INSTRUÇÃO:
Reescreva o trecho do excerto sobre Maria Ondina Braga desde "Percurso Literário Singular" até "intensa e originalmente.", inclusive, substituindo "cidade" por "terra".

Percurso Literário Singular de Maria Ondina Braga (excerto) || José Cândido de Oliveira Martins


(.) Maria Ondina Braga (13 de janeiro de 1932* — 14 de março de 2003) foi uma mulher e escritora discreta e solitária que, após uma vida de deambulação cosmopolita, se recolhe à sua cidade de Braga, nos derradeiros anos de vida, sendo homenageada publicamente em 1990, sendo-lhe também atribuída a Medalha de Ouro da cidade em 1994, além de ser objeto de uma exposição bibliográfica por iniciativa da Biblioteca Pública de Braga, em finais de 1995. O seu desaparecimento mereceu um sentido voto de pesar por parte da Assembleia da República, homenageando assim uma escritora que viveu e viajou livremente, que ensinou e traduziu, e, sobretudo, que escreveu intensa e originalmente.

DADOS APRESENTADOS:
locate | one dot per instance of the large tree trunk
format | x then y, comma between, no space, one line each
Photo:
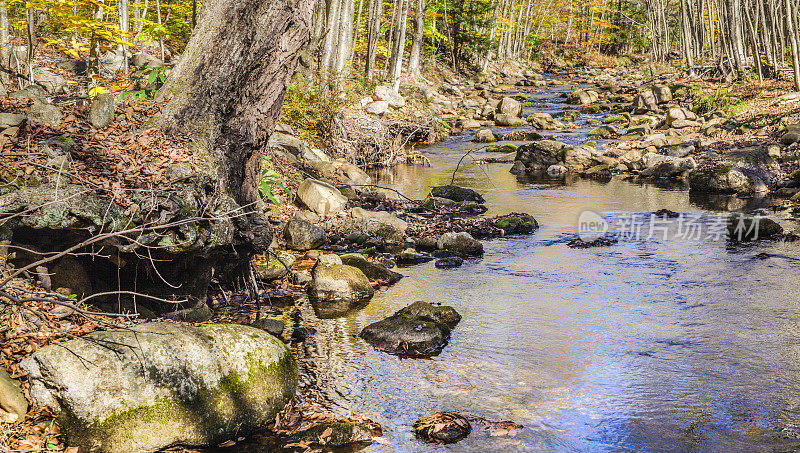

RESULTADO:
Percurso Literário Singular de Maria Ondina Braga (excerto) || José Cândido de Oliveira Martins


(.) Maria Ondina Braga (13 de janeiro de 1932* — 14 de março de 2003) foi uma mulher e escritora discreta e solitária que, após uma vida de deambulação cosmopolita, se recolhe à sua terra de Braga, nos derradeiros anos de vida, sendo homenageada publicamente em 1990, sendo-lhe também atribuída a Medalha de Ouro da terra em 1994, além de ser objeto de uma exposição bibliográfica por iniciativa da Biblioteca Pública de Braga, em finais de 1995. O seu desaparecimento mereceu um sentido voto de pesar por parte da Assembleia da República, homenageando assim uma escritora que viveu e viajou livremente, que ensinou e traduziu, e, sobretudo, que escreveu intensa e originalmente.